DIRECTION -
Copy the rows below word for word, starting at the line containing "Exercise. Point out the boulder" and continuing through the last row, including both of those lines.

TASK INPUT -
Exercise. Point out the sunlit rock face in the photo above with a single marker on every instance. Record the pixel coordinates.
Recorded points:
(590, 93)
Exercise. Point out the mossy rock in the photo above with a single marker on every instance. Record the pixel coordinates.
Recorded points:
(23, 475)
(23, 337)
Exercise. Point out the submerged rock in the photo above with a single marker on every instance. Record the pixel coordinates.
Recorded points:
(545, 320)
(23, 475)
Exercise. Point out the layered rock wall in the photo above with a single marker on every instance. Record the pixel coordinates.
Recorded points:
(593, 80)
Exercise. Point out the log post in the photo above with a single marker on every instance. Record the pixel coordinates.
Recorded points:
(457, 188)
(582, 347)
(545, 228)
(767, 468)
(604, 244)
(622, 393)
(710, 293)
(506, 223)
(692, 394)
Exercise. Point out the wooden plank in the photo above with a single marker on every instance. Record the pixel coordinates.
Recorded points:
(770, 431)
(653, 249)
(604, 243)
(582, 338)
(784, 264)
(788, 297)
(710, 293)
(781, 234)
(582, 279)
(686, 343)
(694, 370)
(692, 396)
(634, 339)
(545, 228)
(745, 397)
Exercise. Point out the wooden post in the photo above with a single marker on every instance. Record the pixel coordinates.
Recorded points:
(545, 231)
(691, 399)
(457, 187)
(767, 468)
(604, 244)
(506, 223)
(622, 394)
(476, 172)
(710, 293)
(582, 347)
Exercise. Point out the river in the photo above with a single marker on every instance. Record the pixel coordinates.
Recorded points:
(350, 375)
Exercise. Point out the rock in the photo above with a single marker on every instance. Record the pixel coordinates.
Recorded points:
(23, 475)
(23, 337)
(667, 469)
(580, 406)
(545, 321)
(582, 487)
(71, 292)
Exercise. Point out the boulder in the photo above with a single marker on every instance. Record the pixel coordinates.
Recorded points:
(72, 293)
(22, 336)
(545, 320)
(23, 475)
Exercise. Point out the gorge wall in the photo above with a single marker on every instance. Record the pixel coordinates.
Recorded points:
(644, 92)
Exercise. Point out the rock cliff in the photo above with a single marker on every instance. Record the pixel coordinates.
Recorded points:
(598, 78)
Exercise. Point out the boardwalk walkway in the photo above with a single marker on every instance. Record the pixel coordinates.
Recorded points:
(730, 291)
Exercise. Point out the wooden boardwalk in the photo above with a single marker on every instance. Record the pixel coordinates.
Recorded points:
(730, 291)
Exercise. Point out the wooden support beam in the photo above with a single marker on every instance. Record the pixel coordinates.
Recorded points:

SOLUTION TO THE EXERCISE -
Exercise. Point out the boulder in the photo above with a single marker on every instance. Record the pixel coordinates.
Recorded points:
(72, 293)
(22, 336)
(545, 320)
(23, 475)
Exercise. Point out the gorge wall in the photo above with a single marker on every instance. Record the pixel coordinates.
Recorded points:
(644, 92)
Exercise. Point out the rock cliff in the photo above with a single marker on every instance. Record the pixel coordinates.
Recorded points:
(598, 78)
Exercise. Point out the boardwalk walkway in the photo above with a single marker on every instance. Record the pixel coordinates.
Recorded points:
(730, 291)
Exercise. Point out the wooden boardwalk in the photo above with a single marker on every instance. Record the pixel coordinates.
Recorded points:
(730, 291)
Exercise. Point out the wooden support beam in the photo above with a single marker on every instance. Record the pixel coordinates.
Recorded points:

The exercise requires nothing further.